┌─ Reading text

Some lines fit perfectly like cats on a rug “the trimline a boundary between” reads and feels as clean and clear cut as the image it describes. How long do you work on the sound of your poems? 

I think sound is the thing that comes first for me with poetry. I work very much with an inner ear and the sounds come almost intuitively. That’s usually when I know I’m writing a poem that’s working is that sound is driving the line in some way. I then go back and shape language and edit and rework and reorder lines and sometimes do major rewrites, but sound feels like the thing that is non-negotiable. It arrives at the beginning in tandem with the ideas and images. Almost like sound is what births a poem into being.

“Doing sweet things humans / do in the dead centre of their lives / when this road is all that matters / and loneliness is at least / a good arms’ length away.”

When I read this, for some reason, I pictured those gorgeous photos of barren lands beside these stretches of highway. These photos appear in art books about hiking and camping for weeks on end and in ads for Range Rovers. But reading the lines and imagining the wind and the loneliness and the sun and the road, it felt like a perfect caption for a big sprawling and beautifully sad image. Not that I’m saying your poetry reminds me of car ads. It doesn’t. Because the writing in car commercials is garbage and inconsequential. This line I’ve isolated positions the reader, and more effectively NOT the “I” poet voice – in this netherworld between doing sweet human things and the colossal crush of loneliness, all within the tornado of our life on this big earth. Can you talk about how you thought of the people in your poems?

└─
┌─ Given entries

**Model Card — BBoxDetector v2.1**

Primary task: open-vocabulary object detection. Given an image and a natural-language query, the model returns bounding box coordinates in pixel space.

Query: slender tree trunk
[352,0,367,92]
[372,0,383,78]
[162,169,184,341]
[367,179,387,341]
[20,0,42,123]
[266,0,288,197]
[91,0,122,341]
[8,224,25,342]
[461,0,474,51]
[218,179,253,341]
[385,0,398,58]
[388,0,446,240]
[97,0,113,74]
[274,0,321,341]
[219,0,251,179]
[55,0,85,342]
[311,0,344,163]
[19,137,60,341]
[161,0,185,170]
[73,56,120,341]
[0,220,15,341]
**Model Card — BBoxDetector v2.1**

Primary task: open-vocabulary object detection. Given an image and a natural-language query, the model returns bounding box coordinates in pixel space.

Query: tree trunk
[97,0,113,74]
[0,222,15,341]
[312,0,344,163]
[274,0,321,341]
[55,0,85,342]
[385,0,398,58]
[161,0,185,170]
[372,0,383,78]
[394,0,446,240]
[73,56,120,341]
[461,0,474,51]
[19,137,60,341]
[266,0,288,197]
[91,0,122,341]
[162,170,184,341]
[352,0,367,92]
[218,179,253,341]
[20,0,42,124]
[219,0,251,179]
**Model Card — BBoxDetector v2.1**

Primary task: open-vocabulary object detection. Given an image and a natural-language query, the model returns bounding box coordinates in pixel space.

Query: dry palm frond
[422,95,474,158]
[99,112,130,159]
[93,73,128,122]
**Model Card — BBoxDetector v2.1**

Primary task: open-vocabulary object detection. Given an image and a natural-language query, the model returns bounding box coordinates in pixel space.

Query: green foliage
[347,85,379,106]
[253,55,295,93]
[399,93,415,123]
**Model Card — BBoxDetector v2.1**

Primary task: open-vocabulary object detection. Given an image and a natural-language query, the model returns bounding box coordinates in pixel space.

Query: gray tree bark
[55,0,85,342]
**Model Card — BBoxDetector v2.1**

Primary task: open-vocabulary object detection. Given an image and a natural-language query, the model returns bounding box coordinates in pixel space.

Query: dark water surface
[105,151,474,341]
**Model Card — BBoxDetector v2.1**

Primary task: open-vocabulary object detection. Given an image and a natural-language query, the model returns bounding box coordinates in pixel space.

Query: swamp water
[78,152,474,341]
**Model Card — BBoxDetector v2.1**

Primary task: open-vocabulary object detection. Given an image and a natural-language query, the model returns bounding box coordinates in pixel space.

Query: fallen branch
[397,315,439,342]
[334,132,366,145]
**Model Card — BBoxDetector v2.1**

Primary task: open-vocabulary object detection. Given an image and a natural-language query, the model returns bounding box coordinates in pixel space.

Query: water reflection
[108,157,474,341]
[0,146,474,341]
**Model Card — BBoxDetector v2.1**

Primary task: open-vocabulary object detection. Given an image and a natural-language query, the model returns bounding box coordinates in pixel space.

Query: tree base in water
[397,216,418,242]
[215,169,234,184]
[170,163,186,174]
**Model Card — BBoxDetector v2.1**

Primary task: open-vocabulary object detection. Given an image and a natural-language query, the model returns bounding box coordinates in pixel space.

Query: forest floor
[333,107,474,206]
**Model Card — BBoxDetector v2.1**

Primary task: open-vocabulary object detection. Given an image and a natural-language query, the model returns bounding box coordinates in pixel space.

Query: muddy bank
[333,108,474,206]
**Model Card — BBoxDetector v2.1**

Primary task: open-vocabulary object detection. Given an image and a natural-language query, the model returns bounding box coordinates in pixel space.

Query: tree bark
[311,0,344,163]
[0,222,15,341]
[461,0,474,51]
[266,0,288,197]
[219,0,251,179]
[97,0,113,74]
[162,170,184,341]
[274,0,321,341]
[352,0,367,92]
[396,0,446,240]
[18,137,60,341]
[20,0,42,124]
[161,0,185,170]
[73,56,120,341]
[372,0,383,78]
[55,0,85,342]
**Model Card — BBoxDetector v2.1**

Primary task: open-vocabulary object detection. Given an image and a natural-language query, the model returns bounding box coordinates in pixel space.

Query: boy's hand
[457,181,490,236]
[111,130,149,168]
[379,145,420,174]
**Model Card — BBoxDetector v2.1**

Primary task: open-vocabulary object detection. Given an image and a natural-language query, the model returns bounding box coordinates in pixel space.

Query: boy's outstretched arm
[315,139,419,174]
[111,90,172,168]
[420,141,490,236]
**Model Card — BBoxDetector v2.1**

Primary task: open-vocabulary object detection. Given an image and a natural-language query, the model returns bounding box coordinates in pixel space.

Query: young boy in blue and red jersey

└─

(Task): Carry on the interview about poetry from where it stops.

(Response to this exercise):
I think the poems are often reaching to bridge or highlight contradictions. We know we are killing the planet with fossil fuels, yet we drive cars. And when we are on the open road or in a vehicle of our own, we often feel this great sense of freedom and agency, when really, we are contributing to enormous destruction and to our own demise. I think the human in these poems is a wrestling and reckoning with our own contradictions, the absurdity of what it even means to be human in what feels like end times of our own making. There is a sweetness and a beauty and poignancy to existing as a human on the earth right now, and there is a madness and a total sense of denial to it too. I wanted to capture that when I was wrestling with the humans in the poems, to do both, celebrate the frailty, and magnificence of being human, and allow for our flaws, our lack of acceptance of reality, this balancing on a knife’s edge of celebrating life at the same time as we are destroying it.

About the Author

Talya Rubin is a poet and performance maker. Her poetry won the Bronwen Wallace Award for Emerging Writers. In 2011, she was short-listed for the Montreal International Poetry Prize and the Winston Descant/Collins prize for Best Canadian poem. And in 2019 she had a poem on the CBC Poetry Prize long list. Talya won the Battle of the Bards at Harbourfront, Toronto and was invited to attend IFOA (International Festival of Authors) in 2015. Her first book of poetry, Leaving the Island, was published with Vehicule Press in April 2015. Talya holds an MFA in Creative Writing from UBC and currently lives in Fremantle, Western Australia with her husband and young son. She also runs an interdisciplinary performance company, Too Close to the Sun and has toured her work to Arts House, Performance Space, Brisbane Powerhouse, Brisbane Festival, Vitalstatistix, UNO festival, Summerworks, Wildside and Theatre La Chapelle. Talya has taught workshops at Sydney University, McGill University, NIDA (National Institute of Dramatic Arts), AFTRS (Australian Film Television and Radio School) and the Darlinghurst Theatre and has been on a jury committee for the CBC Poetry Prize in Canada and the Montreal International Poetry Prize. Her second book of poetry entitled, Iceland is Melting and So Are You​ was published by Book*hug press in October 2021.

Nathaniel G. Moore is a writer, artist and publishing consultant grateful to be living on the unceded territory of the Wolastoqiyik (Maliseet) and Mi'kmaq peoples.